> GIVEN TASK 1:
For the Solr indexing thread, decide whether each statement agrees with it: (a) the reply suggests the user is selecting from a view; (b) Sebastian reports that indexing slows down after a few hours; (c) Sebastian describes himself as experienced with Solr. For each, answer yes or no and quote the deciding words.
> GIVEN TASK 2:
Extend the Solr indexing thread by continuing Sebastian's quoted message after its last sentence.

Hi Sebastian,

What database are you using? How much RAM is available on your machine? It
looks like you're selecting from a view... Have you tried paging through
the view outside of Solr? Does that slow down as well? Do you notice any
increased load on the Solr box or the database server?



Michael Della Bitta

Applications Developer

o: +1 646 532 3062  | c: +1 917 477 7906

appinions inc.

“The Science of Influence Marketing”

18 East 41st Street

New York, NY 10017

t: @appinions <https://twitter.com/Appinions> | g+:
plus.google.com/appinions
w: appinions.com <http://www.appinions.com/>


On Thu, Jun 6, 2013 at 6:13 AM, Sebastian Steinfeld <
sebastian.steinf...@mgm-tp.com> wrote:

> Hi,
>
> I am new to solr and we want to use Solr to speed up our product search.
> And it is working really nice, but I think I have a problem with the
> indexing.
> It slows down after a few minutes.

Entries for pointing and labeling
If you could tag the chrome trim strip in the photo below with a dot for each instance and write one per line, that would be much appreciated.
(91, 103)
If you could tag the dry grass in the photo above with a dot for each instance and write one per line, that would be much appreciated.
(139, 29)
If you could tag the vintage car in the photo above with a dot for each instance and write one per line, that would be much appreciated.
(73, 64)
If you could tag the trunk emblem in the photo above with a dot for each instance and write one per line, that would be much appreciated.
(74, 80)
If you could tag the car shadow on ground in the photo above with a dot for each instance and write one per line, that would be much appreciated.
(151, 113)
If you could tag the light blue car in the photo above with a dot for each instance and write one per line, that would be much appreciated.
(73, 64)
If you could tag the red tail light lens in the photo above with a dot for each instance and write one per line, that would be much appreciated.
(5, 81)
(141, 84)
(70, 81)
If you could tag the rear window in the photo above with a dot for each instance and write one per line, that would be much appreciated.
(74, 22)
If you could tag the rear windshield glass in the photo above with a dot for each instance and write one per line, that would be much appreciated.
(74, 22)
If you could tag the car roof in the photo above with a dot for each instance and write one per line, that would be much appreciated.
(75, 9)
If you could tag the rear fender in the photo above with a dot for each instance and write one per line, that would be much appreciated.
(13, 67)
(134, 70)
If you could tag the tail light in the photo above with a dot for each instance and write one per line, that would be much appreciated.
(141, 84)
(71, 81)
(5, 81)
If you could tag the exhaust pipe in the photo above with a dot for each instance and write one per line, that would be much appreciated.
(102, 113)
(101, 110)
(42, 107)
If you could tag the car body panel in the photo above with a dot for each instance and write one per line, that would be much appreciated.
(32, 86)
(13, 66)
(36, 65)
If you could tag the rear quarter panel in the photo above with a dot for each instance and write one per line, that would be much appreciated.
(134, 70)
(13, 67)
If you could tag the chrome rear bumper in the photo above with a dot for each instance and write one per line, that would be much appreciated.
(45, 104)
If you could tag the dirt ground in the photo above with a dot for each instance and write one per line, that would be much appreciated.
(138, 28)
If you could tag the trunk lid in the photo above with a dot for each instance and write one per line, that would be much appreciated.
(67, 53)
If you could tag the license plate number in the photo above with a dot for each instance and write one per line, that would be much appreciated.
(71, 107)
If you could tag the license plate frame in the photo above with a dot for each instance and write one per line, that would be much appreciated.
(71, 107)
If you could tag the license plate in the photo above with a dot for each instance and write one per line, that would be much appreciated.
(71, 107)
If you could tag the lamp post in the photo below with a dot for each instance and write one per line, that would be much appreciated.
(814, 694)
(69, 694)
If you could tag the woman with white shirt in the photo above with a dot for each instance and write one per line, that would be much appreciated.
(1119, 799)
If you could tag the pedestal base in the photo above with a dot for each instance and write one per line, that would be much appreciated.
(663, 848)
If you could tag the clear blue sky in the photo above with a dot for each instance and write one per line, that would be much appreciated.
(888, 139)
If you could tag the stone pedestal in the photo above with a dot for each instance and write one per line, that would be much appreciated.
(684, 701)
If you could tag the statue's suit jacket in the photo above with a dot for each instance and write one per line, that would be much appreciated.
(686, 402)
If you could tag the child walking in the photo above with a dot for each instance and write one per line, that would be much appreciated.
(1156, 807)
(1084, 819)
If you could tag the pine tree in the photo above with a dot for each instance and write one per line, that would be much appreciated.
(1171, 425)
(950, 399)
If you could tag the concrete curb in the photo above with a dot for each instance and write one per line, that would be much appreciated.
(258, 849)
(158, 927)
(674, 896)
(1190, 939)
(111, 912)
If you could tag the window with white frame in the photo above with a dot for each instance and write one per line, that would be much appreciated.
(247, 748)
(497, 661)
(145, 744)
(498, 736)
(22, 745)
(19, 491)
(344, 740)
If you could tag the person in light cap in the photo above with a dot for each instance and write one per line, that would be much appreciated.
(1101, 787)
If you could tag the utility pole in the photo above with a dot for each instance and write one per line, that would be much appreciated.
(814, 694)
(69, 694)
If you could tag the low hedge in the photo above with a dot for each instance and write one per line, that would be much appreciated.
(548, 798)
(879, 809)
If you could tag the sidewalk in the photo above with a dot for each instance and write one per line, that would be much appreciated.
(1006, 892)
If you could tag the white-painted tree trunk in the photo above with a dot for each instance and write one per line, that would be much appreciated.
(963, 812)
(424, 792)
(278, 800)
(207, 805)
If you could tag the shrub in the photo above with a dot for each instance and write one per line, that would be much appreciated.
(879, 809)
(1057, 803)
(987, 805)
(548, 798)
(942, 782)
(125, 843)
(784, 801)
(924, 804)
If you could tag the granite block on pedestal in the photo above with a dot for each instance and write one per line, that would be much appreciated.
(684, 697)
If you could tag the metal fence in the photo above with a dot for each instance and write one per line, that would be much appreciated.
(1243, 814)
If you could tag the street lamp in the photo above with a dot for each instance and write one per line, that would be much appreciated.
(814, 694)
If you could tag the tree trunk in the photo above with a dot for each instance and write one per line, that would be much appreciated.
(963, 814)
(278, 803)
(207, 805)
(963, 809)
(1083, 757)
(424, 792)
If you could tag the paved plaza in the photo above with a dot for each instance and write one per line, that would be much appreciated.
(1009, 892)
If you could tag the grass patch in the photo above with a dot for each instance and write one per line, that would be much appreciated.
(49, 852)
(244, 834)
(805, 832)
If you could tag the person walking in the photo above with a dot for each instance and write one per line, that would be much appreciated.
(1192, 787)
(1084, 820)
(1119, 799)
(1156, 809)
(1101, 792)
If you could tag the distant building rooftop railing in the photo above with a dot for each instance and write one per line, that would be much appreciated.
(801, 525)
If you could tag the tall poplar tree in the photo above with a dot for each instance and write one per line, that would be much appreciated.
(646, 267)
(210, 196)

> TASK OUTPUT 1:
(a) Yes: "looks like you're selecting from a view"
(b) No: "It slows down after a few minutes."
(c) No: "I am new to solr"

> TASK OUTPUT 2:
>
> I am using the DataImportHandler to import the products from the database.
> And I start the import by executing the following HTTP request:
> /dataimport?command=full-import&clean=true&commit=true
>
> I guess this are the importend parts of my configuration:
>
> schema.xml:
> ----------------------------------------------
> <fields>
>    <field name="pk"               type="long"        indexed="true"
>  stored="true" required="true"  />
>    <field name="code"             type="string"      indexed="true"
>  stored="true" required="true"  />
>    <field name="ean"              type="string"      indexed="true"
>  stored="false"  />
>    <field name="name"             type="lowercase"   indexed="true"
>  stored="false"  />
>    <field name="text" type="text_general" indexed="true" stored="false"
> multiValued="true"/>
>    <field name="_version_" type="long" indexed="true" stored="true"/>
> </fields>
> ....
>     <fieldType name="lowercase" class="solr.TextField"
> positionIncrementGap="100">
>       <analyzer>
>         <tokenizer class="solr.KeywordTokenizerFactory"/>
>         <filter class="solr.LowerCaseFilterFactory" />
>       </analyzer>
>     </fieldType>
> ----------------------------------------------
>
> solrconfig.xml:
> ----------------------------------------------
>   <requestHandler name="/dataimport"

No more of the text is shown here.